-- DATA TO EXAMINE follows --

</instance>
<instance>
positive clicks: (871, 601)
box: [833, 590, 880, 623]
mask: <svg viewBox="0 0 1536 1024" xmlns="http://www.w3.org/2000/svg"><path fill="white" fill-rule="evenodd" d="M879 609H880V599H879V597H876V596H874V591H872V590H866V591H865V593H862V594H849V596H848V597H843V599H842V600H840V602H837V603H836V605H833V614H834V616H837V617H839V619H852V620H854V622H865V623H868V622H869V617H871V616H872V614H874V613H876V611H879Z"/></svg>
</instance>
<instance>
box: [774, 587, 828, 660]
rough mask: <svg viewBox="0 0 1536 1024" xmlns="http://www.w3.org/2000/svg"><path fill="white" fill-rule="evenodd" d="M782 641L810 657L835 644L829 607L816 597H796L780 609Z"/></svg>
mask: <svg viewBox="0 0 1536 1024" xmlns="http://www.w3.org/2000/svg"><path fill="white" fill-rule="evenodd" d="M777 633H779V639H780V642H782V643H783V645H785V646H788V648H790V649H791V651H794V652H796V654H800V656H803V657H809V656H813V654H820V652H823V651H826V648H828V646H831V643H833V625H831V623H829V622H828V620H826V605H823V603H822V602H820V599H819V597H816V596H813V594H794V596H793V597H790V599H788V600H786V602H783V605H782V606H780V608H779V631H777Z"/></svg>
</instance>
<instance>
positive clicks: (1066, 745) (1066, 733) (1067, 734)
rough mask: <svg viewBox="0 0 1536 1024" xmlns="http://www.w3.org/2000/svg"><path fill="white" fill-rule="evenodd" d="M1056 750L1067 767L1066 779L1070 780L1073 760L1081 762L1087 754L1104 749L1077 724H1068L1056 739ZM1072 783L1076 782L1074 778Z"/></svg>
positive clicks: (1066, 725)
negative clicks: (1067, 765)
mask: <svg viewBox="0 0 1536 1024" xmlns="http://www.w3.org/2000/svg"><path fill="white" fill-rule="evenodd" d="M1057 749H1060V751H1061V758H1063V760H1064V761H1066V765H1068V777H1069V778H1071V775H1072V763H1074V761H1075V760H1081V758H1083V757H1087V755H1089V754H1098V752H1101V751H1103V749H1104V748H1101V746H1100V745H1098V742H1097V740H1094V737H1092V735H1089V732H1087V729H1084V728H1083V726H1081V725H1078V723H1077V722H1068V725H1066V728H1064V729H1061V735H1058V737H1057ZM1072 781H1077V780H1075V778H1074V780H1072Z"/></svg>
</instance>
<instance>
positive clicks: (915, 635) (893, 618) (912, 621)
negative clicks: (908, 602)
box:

-- DATA TO EXAMINE concluded --
-- DATA TO EXAMINE follows --

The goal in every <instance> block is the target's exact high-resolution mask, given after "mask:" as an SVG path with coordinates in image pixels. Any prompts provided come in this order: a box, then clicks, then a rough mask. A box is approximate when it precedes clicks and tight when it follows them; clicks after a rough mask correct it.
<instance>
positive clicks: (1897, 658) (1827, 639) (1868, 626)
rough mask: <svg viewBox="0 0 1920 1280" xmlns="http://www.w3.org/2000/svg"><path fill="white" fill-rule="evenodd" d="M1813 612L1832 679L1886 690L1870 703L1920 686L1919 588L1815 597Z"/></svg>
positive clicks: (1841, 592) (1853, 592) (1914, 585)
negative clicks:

-- DATA TO EXAMINE concluded --

**INSTRUCTIONS TO FOLLOW**
Out of the data above, transcribe exactly and only the lines starting with the line that has "positive clicks: (871, 601)" and going on through the line that has "box: [774, 587, 828, 660]", both included.

**TASK RESPONSE**
positive clicks: (871, 601)
box: [833, 590, 880, 623]
mask: <svg viewBox="0 0 1536 1024" xmlns="http://www.w3.org/2000/svg"><path fill="white" fill-rule="evenodd" d="M879 609H880V599H879V597H876V596H874V591H872V590H866V591H865V593H862V594H849V596H848V597H843V599H842V600H840V602H837V603H836V605H833V614H834V616H837V617H839V619H852V620H854V622H865V623H868V622H869V617H871V616H872V614H874V613H876V611H879Z"/></svg>
</instance>
<instance>
box: [774, 587, 828, 660]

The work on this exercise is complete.